* **TASK TO CARRY OUT**
Copy out every line in the entries below that includes "covered".

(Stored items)

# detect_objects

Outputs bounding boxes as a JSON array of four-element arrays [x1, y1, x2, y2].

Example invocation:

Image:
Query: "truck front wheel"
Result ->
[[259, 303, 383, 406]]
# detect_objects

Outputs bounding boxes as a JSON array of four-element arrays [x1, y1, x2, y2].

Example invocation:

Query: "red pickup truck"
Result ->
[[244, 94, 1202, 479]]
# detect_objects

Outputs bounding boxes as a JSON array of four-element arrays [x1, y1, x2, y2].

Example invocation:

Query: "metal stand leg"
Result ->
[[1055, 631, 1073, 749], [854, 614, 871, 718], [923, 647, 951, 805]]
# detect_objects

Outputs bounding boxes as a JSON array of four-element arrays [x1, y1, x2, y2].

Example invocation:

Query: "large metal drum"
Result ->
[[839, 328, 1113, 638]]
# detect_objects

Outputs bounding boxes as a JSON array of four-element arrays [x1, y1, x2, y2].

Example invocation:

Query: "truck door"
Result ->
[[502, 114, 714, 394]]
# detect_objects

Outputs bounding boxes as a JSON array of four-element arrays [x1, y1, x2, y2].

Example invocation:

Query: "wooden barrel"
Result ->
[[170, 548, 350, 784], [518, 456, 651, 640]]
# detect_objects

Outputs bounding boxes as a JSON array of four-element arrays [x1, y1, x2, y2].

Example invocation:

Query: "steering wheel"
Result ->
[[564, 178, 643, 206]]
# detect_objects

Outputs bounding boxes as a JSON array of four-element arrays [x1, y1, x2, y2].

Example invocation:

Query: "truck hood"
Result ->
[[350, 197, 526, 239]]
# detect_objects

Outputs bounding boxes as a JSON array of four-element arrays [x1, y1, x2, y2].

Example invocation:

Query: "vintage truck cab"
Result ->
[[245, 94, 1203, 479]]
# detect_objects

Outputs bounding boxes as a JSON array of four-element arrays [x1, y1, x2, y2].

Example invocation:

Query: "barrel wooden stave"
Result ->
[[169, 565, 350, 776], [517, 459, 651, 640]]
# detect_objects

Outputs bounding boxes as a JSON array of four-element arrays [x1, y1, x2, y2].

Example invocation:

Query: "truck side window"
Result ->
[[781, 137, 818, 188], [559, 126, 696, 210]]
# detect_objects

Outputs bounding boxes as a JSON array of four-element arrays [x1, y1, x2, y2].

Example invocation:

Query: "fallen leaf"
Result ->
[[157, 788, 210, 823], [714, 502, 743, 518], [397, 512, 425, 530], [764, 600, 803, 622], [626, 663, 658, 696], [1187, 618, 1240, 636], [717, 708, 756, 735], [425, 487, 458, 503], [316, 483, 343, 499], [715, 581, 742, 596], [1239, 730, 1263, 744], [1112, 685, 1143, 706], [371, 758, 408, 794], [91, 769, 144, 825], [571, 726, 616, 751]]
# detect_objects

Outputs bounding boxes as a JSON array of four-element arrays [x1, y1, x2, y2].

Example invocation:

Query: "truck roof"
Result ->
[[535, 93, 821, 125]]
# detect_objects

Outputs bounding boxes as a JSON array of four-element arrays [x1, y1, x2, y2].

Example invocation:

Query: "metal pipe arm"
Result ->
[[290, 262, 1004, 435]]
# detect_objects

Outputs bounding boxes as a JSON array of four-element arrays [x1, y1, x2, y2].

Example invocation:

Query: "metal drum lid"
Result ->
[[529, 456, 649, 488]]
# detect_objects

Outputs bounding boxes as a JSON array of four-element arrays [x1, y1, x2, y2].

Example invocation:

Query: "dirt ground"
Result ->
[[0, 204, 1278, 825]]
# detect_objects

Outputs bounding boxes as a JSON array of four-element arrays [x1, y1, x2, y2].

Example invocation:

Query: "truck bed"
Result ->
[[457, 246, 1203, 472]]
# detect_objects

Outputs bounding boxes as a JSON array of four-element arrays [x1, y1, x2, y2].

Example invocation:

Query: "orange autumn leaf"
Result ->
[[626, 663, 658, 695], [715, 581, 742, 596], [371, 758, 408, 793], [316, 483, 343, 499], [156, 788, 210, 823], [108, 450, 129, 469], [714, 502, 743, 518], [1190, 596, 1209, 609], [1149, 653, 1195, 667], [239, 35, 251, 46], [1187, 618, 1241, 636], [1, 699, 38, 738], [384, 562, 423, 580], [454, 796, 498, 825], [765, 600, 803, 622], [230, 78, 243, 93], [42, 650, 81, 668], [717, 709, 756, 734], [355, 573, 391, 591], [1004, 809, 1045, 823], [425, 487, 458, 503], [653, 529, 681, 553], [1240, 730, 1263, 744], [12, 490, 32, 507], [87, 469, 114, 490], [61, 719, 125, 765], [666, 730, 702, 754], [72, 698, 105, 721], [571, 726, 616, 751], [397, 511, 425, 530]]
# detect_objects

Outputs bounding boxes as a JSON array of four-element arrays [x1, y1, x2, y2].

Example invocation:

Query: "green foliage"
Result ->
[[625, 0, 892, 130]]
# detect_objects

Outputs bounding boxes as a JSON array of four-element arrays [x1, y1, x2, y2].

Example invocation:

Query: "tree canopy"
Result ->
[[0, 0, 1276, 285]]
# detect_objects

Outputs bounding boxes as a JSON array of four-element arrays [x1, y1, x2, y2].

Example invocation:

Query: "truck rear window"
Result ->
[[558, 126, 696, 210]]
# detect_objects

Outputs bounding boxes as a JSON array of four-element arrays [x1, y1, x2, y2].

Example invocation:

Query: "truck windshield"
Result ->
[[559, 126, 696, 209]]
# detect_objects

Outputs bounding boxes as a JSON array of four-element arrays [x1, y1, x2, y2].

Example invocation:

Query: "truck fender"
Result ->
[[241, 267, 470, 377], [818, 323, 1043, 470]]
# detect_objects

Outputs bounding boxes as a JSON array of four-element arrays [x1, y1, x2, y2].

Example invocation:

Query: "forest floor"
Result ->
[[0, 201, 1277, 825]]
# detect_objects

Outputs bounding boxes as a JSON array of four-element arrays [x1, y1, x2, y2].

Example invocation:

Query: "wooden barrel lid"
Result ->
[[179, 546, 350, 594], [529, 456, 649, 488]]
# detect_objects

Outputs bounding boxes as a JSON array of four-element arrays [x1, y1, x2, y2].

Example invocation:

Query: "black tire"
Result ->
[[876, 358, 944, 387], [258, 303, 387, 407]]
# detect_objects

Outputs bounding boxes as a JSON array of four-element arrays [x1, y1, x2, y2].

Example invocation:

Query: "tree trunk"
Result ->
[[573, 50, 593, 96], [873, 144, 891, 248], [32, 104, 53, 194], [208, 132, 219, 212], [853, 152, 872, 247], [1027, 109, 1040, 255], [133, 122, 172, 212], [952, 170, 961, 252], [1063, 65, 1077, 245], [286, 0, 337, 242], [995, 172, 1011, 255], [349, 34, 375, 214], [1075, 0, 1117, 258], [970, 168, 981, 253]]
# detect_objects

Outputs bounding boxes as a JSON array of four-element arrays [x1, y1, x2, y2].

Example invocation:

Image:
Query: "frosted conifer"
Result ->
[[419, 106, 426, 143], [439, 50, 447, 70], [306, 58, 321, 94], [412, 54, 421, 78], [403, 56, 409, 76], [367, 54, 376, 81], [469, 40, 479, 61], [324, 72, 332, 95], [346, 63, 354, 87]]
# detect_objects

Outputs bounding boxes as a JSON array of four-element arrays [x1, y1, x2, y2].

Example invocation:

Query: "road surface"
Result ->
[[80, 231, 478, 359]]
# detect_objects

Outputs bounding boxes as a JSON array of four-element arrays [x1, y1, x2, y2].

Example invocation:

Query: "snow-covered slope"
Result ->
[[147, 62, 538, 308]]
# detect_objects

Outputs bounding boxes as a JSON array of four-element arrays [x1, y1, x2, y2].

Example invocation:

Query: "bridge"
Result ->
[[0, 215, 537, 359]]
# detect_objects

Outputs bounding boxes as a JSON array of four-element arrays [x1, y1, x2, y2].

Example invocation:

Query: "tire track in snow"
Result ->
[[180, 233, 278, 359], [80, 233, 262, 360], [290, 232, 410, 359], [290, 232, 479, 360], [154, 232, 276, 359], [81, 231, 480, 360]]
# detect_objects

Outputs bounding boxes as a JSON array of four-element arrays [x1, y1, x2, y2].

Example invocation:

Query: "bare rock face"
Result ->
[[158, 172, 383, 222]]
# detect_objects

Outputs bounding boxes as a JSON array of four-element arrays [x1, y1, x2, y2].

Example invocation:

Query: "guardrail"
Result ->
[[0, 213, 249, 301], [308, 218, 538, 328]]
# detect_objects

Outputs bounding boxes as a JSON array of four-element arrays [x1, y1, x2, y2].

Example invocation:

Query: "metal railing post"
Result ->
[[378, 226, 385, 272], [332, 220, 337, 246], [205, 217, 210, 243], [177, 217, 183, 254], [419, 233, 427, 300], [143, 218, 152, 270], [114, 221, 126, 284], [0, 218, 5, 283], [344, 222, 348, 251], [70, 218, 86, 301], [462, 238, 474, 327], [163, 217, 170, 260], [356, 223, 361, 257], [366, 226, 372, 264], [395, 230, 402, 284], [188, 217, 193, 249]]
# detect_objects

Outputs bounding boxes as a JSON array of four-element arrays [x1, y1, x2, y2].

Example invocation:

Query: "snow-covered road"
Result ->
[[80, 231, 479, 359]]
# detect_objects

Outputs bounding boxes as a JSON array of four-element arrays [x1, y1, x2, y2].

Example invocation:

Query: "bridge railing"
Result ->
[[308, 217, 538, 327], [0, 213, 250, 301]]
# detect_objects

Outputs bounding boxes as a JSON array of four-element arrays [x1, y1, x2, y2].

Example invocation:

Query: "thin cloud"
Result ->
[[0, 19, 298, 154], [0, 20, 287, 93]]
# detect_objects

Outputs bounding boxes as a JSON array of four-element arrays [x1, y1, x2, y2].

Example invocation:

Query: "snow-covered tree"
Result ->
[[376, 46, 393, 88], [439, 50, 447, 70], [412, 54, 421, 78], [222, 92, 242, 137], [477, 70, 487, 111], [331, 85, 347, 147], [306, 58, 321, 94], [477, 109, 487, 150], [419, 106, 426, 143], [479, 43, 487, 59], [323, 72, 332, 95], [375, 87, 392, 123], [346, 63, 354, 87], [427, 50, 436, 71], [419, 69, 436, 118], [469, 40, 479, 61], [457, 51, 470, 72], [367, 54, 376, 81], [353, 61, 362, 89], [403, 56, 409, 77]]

* **EXERCISE RESULT**
Query: "snow-covered slope"
Query: "snow-covered road"
Query: "snow-covered tree"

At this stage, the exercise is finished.